== EXCERPTED DATA
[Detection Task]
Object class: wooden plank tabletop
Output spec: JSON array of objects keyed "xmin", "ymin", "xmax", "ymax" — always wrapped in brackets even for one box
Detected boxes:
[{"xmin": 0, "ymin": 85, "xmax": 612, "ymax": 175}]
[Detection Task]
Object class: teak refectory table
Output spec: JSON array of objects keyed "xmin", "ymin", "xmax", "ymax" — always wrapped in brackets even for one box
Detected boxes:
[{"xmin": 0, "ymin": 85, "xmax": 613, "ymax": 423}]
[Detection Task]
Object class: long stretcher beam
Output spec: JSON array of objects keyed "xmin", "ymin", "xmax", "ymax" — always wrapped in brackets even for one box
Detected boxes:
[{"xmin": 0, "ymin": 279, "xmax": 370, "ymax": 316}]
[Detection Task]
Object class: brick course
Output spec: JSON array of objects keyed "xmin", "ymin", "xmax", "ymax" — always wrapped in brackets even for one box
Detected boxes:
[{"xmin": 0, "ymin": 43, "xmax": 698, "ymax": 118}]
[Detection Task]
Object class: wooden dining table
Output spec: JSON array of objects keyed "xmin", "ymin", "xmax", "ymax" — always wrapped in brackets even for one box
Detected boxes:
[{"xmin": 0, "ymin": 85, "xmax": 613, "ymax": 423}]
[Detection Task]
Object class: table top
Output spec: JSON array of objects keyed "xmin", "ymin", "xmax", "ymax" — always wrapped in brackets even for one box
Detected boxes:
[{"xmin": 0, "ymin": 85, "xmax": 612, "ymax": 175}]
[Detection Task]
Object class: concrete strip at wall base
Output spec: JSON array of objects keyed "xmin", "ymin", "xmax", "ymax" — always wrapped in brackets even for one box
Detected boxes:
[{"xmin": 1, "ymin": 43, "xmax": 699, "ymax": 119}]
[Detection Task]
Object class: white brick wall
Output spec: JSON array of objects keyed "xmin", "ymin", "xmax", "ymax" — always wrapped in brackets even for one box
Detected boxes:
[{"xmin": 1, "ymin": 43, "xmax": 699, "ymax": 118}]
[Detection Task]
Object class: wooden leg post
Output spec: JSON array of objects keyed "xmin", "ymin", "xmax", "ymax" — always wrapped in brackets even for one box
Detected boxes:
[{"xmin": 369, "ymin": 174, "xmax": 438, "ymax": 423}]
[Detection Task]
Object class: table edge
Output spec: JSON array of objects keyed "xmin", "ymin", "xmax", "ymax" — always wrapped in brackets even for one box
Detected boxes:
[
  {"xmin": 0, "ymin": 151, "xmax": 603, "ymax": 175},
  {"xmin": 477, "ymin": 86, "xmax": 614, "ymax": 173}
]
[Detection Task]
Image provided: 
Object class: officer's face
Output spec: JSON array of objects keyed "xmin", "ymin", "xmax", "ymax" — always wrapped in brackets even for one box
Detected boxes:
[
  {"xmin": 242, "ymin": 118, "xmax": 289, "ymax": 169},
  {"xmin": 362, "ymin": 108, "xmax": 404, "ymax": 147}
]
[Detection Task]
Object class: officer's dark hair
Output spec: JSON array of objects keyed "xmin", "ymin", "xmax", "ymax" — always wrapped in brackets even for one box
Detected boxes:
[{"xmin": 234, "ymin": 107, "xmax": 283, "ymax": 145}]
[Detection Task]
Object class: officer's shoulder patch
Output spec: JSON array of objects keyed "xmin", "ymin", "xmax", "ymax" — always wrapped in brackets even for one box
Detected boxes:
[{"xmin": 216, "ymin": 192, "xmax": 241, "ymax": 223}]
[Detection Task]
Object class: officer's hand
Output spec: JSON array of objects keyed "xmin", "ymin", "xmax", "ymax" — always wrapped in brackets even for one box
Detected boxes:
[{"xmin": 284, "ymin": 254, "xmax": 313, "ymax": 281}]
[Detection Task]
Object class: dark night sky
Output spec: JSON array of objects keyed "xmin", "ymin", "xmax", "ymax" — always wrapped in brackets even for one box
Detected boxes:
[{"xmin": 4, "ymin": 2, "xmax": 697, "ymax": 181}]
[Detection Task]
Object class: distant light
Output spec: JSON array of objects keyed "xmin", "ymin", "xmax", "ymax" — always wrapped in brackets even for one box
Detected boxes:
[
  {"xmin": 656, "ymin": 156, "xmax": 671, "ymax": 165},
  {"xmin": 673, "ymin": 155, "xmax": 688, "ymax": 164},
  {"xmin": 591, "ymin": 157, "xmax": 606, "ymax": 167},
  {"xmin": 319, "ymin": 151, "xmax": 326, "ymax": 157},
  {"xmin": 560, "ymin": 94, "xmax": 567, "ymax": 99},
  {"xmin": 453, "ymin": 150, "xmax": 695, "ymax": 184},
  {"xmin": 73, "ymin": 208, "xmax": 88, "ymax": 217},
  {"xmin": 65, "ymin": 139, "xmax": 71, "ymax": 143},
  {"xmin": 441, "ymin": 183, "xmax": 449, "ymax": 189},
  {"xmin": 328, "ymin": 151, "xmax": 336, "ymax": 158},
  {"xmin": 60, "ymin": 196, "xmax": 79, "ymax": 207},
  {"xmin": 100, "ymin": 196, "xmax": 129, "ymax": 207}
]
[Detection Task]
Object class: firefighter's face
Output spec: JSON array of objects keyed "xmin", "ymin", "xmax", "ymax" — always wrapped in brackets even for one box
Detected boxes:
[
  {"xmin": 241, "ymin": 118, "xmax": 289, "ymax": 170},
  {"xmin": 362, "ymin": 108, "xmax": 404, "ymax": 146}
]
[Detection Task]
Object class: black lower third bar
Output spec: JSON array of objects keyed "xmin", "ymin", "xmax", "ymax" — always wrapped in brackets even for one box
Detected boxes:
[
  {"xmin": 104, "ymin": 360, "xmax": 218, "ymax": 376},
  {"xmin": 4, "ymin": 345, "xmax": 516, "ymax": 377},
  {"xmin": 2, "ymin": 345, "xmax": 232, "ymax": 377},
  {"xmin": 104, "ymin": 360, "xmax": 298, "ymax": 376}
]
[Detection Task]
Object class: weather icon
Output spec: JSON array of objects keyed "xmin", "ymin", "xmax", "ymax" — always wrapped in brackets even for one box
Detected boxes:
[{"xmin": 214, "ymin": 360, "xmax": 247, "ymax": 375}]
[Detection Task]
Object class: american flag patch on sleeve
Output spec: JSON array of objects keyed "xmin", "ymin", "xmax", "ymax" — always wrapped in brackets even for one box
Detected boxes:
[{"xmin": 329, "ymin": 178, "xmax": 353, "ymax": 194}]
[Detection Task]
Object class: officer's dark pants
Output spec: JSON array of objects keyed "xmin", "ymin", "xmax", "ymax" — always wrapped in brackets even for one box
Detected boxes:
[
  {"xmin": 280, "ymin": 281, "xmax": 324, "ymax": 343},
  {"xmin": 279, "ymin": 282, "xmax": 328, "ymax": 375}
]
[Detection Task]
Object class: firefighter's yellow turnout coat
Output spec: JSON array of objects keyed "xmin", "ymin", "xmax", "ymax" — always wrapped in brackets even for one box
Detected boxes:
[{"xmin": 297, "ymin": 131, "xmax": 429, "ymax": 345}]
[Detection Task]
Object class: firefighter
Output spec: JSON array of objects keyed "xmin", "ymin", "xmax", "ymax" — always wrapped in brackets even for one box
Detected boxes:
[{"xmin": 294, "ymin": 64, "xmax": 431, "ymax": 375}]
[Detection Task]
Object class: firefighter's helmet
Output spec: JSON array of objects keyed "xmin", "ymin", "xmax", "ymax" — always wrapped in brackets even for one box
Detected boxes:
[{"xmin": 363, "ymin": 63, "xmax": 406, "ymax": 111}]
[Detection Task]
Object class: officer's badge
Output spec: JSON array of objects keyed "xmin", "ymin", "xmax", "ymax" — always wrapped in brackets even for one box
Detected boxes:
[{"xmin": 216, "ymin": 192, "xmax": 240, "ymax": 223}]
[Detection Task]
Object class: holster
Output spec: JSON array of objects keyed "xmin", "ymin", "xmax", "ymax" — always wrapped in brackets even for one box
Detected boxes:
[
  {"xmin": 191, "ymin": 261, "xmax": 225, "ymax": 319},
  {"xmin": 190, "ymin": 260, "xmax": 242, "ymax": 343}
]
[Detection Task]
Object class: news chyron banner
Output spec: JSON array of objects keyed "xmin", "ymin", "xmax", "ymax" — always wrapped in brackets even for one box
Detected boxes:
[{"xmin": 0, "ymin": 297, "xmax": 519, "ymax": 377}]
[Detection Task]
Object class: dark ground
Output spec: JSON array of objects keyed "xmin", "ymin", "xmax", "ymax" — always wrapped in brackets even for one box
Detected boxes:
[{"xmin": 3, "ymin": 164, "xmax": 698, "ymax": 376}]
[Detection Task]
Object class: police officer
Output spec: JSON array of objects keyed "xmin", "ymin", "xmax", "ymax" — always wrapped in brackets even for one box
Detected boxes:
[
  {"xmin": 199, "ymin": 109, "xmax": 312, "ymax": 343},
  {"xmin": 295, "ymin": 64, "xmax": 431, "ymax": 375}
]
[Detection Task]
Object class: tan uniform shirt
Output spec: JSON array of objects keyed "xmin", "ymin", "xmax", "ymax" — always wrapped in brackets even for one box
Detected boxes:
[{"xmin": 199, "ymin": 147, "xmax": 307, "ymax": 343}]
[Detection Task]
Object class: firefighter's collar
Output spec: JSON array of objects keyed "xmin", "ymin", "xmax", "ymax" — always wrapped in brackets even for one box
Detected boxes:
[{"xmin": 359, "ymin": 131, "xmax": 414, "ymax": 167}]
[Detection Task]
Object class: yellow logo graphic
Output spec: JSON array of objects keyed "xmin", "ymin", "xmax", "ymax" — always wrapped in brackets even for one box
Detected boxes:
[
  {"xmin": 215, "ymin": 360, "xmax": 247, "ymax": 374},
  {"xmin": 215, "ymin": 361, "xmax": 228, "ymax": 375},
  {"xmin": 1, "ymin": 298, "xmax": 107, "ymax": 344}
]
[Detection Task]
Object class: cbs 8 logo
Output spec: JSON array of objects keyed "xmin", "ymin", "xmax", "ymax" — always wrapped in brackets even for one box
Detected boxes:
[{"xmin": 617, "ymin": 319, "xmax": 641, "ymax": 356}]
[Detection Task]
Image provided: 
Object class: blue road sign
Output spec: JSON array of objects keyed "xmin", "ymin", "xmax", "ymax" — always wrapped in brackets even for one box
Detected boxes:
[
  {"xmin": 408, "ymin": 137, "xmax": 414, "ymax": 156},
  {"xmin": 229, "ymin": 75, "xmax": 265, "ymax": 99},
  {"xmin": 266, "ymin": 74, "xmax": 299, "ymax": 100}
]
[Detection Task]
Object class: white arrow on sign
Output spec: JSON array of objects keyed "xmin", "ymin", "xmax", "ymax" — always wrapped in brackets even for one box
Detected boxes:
====
### EXERCISE GOAL:
In the records above, find the line with "Object class: wooden dining table"; write out exactly that line and each one after it, stopping after the line with "Object class: table top".

### EXERCISE RESULT:
Object class: wooden dining table
Output spec: JSON array of objects keyed "xmin", "ymin", "xmax", "ymax" — always wrapped in brackets even for one box
Detected boxes:
[{"xmin": 0, "ymin": 85, "xmax": 613, "ymax": 423}]
[Detection Task]
Object class: table top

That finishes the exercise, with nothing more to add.